::: ENTRIES SUPPLIED

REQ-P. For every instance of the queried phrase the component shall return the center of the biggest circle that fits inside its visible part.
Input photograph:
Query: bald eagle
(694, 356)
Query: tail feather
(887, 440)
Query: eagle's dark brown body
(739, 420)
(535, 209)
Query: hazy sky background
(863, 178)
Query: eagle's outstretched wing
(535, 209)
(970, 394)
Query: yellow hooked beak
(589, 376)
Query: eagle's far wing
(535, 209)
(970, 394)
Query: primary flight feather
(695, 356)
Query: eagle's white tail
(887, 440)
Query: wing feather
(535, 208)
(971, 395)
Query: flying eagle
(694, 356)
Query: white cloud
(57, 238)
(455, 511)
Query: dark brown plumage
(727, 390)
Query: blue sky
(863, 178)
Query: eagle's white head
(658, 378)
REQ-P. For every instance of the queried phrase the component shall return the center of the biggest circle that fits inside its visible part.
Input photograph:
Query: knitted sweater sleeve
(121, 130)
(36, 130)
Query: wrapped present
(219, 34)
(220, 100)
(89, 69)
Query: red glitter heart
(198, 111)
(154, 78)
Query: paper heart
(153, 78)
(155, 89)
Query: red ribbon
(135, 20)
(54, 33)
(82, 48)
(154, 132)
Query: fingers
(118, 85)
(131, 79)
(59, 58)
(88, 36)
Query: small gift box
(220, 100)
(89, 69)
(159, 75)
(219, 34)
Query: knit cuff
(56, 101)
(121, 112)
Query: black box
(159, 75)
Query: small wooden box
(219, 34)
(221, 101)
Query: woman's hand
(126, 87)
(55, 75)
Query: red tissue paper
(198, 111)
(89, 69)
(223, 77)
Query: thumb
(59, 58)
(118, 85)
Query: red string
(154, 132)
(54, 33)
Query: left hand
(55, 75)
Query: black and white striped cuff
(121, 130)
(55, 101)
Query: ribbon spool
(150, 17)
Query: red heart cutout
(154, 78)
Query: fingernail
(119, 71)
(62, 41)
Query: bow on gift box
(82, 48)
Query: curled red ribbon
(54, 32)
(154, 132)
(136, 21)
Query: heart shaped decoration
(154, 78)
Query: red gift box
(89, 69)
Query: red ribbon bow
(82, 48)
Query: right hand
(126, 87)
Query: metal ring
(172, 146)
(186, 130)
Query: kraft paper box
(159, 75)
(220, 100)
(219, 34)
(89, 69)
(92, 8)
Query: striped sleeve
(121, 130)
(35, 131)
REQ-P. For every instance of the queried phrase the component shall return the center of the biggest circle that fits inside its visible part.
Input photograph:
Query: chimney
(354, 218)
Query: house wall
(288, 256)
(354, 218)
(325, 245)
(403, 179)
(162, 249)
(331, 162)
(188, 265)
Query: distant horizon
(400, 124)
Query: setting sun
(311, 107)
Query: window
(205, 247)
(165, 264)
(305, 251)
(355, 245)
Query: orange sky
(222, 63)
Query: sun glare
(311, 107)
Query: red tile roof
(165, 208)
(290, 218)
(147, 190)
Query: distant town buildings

::::::

# [ASSIGNMENT]
Your answer should consist only of the lines from the one with "Query: red heart cutout" through the last line of the entries above, retyped exactly.

# [ANSWER FOR THIS EXERCISE]
Query: red heart cutout
(154, 78)
Query: fingernail
(119, 71)
(62, 41)
Query: bow on gift box
(82, 48)
Query: curled red ribbon
(54, 32)
(154, 132)
(136, 21)
Query: heart shaped decoration
(154, 78)
Query: red gift box
(89, 69)
Query: red ribbon bow
(82, 48)
Query: right hand
(126, 87)
Query: metal ring
(172, 146)
(186, 130)
Query: kraft paper box
(159, 75)
(220, 100)
(219, 34)
(89, 69)
(92, 8)
Query: striped sleeve
(121, 130)
(35, 131)
REQ-P. For every instance of the queried phrase the component shall return the center of the biggest circle that fits inside its visible part.
Input photograph:
Query: chimney
(354, 218)
Query: house wall
(288, 256)
(354, 218)
(325, 245)
(403, 179)
(162, 249)
(331, 162)
(188, 265)
Query: distant horizon
(400, 124)
Query: setting sun
(311, 107)
Query: window
(205, 247)
(165, 264)
(305, 251)
(355, 245)
Query: orange sky
(222, 63)
Query: sun glare
(311, 107)
Query: red tile roof
(165, 208)
(290, 218)
(147, 190)
Query: distant town buildings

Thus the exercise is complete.